▶ **WORKING DATA**

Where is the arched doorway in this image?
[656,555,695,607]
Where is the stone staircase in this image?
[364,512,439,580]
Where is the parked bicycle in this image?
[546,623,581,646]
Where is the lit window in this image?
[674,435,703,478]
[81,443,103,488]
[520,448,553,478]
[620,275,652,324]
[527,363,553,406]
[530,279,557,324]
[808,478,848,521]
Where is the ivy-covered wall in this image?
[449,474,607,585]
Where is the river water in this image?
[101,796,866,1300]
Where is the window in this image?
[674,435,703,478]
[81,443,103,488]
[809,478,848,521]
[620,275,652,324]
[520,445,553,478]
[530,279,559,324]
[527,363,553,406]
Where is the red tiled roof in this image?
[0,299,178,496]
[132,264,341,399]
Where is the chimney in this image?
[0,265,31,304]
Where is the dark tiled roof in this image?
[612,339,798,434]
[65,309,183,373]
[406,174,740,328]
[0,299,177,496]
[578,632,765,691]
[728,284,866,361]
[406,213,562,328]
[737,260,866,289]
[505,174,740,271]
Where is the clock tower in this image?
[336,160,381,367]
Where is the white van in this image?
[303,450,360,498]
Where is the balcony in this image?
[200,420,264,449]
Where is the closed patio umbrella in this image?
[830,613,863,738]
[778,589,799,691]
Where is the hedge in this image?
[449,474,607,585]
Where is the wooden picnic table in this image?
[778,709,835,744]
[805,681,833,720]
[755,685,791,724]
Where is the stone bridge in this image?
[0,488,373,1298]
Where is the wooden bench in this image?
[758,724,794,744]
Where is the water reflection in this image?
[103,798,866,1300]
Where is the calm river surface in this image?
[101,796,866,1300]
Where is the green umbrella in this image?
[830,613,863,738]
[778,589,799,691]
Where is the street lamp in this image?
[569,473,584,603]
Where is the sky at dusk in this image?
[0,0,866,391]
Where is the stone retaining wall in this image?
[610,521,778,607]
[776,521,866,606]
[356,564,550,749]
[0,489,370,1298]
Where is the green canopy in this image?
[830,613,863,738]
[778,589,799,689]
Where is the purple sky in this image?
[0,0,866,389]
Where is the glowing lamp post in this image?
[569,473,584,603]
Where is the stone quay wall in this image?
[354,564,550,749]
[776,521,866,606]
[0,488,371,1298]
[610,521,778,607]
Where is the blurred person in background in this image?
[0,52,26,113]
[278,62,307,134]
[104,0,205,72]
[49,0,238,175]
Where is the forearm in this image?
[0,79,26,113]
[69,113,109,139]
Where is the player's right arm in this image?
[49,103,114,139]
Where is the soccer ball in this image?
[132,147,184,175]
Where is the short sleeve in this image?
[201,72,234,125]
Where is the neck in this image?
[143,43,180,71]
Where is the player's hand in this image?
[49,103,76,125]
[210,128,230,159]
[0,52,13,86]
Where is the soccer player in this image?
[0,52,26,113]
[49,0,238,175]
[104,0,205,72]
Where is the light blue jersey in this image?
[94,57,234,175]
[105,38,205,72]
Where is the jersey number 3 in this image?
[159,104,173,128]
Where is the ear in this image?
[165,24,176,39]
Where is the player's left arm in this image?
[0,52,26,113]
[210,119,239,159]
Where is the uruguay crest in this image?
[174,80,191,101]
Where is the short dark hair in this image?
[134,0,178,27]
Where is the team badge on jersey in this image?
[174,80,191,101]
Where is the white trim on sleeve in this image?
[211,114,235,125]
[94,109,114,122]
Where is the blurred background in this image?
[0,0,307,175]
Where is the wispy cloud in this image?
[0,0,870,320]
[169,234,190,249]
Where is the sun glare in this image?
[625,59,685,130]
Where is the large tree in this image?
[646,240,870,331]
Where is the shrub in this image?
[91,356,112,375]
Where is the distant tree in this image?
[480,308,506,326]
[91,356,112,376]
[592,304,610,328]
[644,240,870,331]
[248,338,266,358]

▶ **GIVEN PROBLEM**
Can you lay out the listing lines between the line holding "Where is the uruguay crest in this image?" and the line holding "[0,0,307,175]", inclusive, as a JSON list of strings, one string per line, with blank lines left out?

▶ **WORKED SOLUTION**
[
  "Where is the uruguay crest in this image?",
  "[174,80,191,101]",
  "Where is the short dark hair in this image?",
  "[134,0,178,27]",
  "Where is the team badge on jersey in this image?",
  "[174,80,191,101]",
  "Where is the white trim on sleeve in this image?",
  "[211,114,235,125]",
  "[94,109,114,122]",
  "Where is the blurred background in this image?",
  "[0,0,307,175]"
]